◆ WHAT THIS TASK INVOLVES
Copy the records that follow exactly as written, but not their pictures.

------ INPUT RECORDS

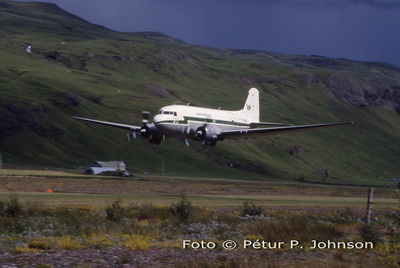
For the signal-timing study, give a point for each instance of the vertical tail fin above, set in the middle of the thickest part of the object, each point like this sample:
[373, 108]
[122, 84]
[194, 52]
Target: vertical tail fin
[252, 106]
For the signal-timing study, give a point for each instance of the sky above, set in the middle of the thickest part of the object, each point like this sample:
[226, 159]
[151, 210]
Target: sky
[362, 30]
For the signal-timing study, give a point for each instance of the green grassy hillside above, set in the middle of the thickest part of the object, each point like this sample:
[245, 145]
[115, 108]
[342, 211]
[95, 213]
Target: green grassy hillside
[77, 68]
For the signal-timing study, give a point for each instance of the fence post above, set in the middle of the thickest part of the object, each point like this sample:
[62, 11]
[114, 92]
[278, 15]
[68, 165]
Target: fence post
[369, 205]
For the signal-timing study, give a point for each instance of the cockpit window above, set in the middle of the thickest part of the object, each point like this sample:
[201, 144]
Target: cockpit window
[168, 112]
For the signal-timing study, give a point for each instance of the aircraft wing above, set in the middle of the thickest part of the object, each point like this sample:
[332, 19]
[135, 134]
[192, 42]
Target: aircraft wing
[111, 124]
[245, 133]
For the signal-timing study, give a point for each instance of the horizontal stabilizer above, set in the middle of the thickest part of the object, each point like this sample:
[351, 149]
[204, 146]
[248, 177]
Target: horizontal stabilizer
[245, 133]
[264, 124]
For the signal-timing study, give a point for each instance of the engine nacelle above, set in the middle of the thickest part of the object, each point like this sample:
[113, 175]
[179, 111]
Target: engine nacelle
[208, 134]
[151, 133]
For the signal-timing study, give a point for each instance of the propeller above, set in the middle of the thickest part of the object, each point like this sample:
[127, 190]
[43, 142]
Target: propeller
[145, 117]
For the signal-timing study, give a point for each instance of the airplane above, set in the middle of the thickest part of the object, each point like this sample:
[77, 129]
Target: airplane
[208, 125]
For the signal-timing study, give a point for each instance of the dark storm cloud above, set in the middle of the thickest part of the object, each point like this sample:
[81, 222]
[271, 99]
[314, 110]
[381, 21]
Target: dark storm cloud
[365, 30]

------------

◆ ANSWER FOR THE TASK
For the signal-timing study, give a point for each instance of the vertical tail fin above, set in the middle of the thickest part of the object, each point like this sample:
[373, 108]
[122, 84]
[194, 52]
Target: vertical tail fin
[252, 106]
For the signal-timing study, give a point for each instance of the sky above, set in the middle of the thickest part of the object, each point like this sample:
[226, 159]
[151, 210]
Target: sky
[362, 30]
For the signal-timing study, give a point for each instance of the green grassy hillside above, set in the middle of the thickest part of the object, each point like this sample:
[245, 145]
[115, 108]
[342, 211]
[95, 213]
Target: green grassy hillside
[77, 68]
For the signal-timing study, give a point for each instance of the fence post above, set in the middle of the thickest part of the object, each point like this sample:
[62, 11]
[114, 92]
[278, 15]
[68, 165]
Target: fence post
[369, 205]
For the signal-timing study, give a point for each instance of the cockpit window above, set in the middle of the thickest part of the object, each point like this sample:
[201, 144]
Target: cockpit window
[168, 112]
For the signal-timing study, give a point for each instance of the aircraft wing above, set in the middle of the thickest part of the object, each point like this sample:
[332, 19]
[135, 134]
[192, 42]
Target: aircraft wing
[111, 124]
[245, 133]
For the signal-timing study, give a point for each instance of the horizontal stabilizer above, set in the middle of the thickest part of the object, each point like this sample:
[351, 149]
[204, 146]
[248, 177]
Target: horizontal stabilizer
[245, 133]
[264, 124]
For the signal-timing study, give a point for each instance of the engine nacelle above, set in the middle of the thickest part of the object, each point like this sample:
[113, 175]
[179, 111]
Target: engine nacelle
[208, 134]
[151, 133]
For the signal-timing study, give a point for each instance of the propeller above, set in the middle of the thickest part of the object, each point like this sample:
[127, 190]
[43, 142]
Target: propeller
[145, 117]
For the signal-timing study, give a point for each instance of the airplane above, set in the middle of the thickest part of the object, each point like this sample:
[77, 129]
Target: airplane
[208, 125]
For the signal-timing study, give a point for each instance of the dark storm cloud above, set in the middle of the thickest part of the object, each point like this sample:
[81, 222]
[271, 99]
[314, 110]
[381, 21]
Target: dark storm cloud
[365, 30]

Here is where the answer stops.